Top 5 Mistakes Made When Choosing a Retirement Community


Key Takeaways

  • Moving a loved one to a continuing care community involves complex financial, emotional and support decisions.
  • Many families overlook the facility’s culture and cost structure, as well as their own cash flow, need for proximity and timing.
  • Before transitioning to a continuing care community, do a thorough financial review and consult closely with the next generation(s) of caregivers in your family.

*** Our complimentary second opinion service can help you with these considerations and provide peace of mind.

One of the most difficult decisions for families is whether to move a loved one to a continuing care retirement community. It involves boomers as well as their parents because there are myriad financial, emotional and support issues.

We’ve found there are five common mistakes that families make during this difficult transition time:

  1. Failing to understand the culture. They often don’t take the opportunity to do an overnight visit at a facility, have a meal there, meet the other residents and see if like-minded friendships can be developed. Does the facility have villas or cottages? What are the apartments like?
  2. Not understanding the cost structure. Typically, there may be monthly fees and add-on charges. There is a lump-sum down payment for an apartment, a villa or a cottage. There are additional fees for skilled nursing care or assisted care. It’s important to understand exactly how a facility’s cost structure works from Day One.
  3. Failing to do a financial review. Based on a facility’s cost structure, you need to review your family’s cash flow and assets to determine which type of facility and care you can afford–and how that compares to the cost of aging at home.
  4. Moving too far away. No matter how good the facility, you don’t want a loved one to feel isolated from their friends, family and social networks. It can be very expensive (and lonely).

Raw records -
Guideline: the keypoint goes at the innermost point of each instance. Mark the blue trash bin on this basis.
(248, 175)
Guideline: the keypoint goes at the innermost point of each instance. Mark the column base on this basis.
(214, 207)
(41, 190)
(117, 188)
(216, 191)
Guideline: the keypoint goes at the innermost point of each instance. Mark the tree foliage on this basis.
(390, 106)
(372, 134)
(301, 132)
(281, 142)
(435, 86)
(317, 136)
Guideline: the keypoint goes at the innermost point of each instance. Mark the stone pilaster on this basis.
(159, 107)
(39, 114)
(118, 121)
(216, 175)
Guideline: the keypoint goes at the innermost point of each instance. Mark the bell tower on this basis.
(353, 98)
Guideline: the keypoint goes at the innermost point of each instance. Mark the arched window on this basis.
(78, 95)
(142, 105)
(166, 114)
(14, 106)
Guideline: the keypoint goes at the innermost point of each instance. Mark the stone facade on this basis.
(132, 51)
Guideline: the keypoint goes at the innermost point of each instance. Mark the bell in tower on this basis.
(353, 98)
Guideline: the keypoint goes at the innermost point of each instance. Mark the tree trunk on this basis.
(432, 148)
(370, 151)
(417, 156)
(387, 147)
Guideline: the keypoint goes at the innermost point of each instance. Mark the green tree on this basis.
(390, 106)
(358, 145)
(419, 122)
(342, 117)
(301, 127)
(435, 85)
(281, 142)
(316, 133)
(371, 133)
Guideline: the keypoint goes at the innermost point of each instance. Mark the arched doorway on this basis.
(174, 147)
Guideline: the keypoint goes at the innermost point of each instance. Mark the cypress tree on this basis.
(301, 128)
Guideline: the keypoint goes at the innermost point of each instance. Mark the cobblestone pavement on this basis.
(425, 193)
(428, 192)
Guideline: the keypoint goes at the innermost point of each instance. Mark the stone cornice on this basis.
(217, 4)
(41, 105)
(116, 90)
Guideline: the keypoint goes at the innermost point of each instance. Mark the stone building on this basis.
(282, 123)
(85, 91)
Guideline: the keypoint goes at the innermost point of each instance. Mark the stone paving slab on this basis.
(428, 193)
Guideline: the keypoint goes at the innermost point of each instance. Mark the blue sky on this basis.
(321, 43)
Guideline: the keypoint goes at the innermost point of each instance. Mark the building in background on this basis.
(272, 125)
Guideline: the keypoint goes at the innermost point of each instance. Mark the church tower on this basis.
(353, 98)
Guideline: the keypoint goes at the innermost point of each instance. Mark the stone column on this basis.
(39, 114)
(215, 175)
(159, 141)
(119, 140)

Given exercise -
Reproduce the passage on choosing a retirement community word for word, between "2. Not understanding" and "from Day One.", inclusive.

Exercise result -
2. Not understanding the cost structure. Typically, there may be monthly fees and add-on charges. There is a lump-sum down payment for an apartment, a villa or a cottage. There are additional fees for skilled nursing care or assisted care. It’s important to understand exactly how a facility’s cost structure works from Day One.